» EXCERPT PROVIDED
>> start

It is important the international community pays close attention to the scale of politically motivated persecutions in Belarus, a panel discussion organised by the media organisation Radio Free Europe/Radio Liberty recently said.

It was after Zmitser Dashkevich, a well-known Belarusian activist originally charged with extremism, had his sentence extended by a year after being charged with “blatantly disobeying penitentiary guards“. His sentenced was due to end in July. Journalist Andrei Aliaksandrau, a former employee of Index, recently spent his 1000th night behind bars after being imprisoned for 14 years in October 2022 for “extremist activities” against the state.

Anastasiia Kruope, assistant researcher for the Europe and Central Asia Division of Human Rights Watch, said there has been a large increase in human rights abuses and politically motivated persecutions in Belarus following Aleksandr Lukashenka’s heavily contested presidential election win in 2020.

>> end

» INFORMATION SHOWN
>> start

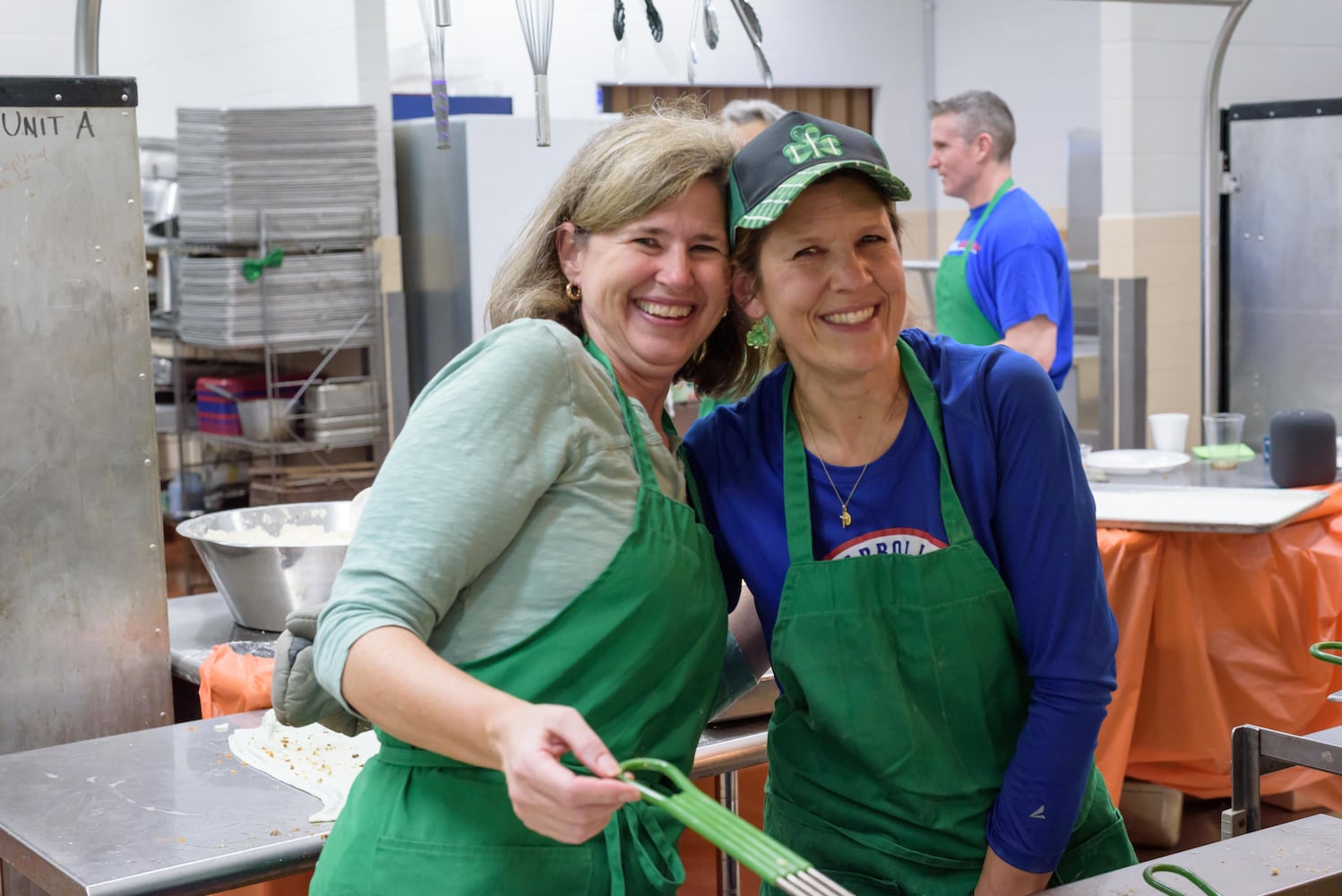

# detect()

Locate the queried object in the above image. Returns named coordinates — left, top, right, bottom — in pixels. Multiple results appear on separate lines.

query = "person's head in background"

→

>> end

» TASK GOAL
Transcribe, word for word, the passage of the text on political persecution in Belarus that begins with the words containing "It is important" and ends with "Liberty recently said.".

» RESULT
It is important the international community pays close attention to the scale of politically motivated persecutions in Belarus, a panel discussion organised by the media organisation Radio Free Europe/Radio Liberty recently said.